*Problem statement:* Rewrite each listing below, replacing "Target" with "Object" and keeping all other wording unchanged. Omit the pictures from your answer.
##### Records for this exercise #####
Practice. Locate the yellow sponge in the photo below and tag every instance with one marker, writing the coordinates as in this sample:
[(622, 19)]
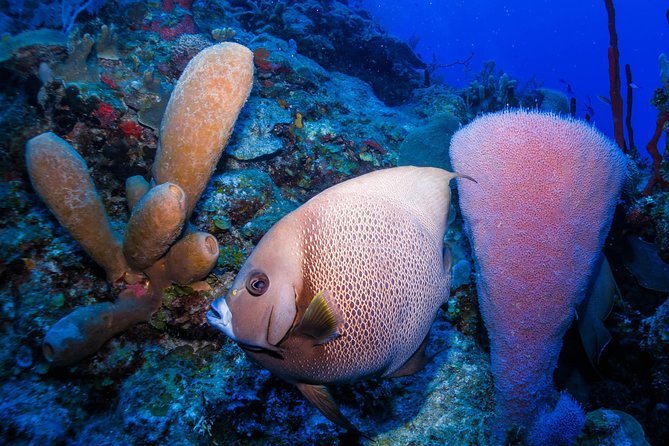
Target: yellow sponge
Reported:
[(200, 116)]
#####
*Solution to the problem:*
Practice. Locate the yellow sponge in the photo below and tag every instance with one marker, writing the coordinates as in this sample:
[(622, 19)]
Object: yellow sponge
Reported:
[(200, 116)]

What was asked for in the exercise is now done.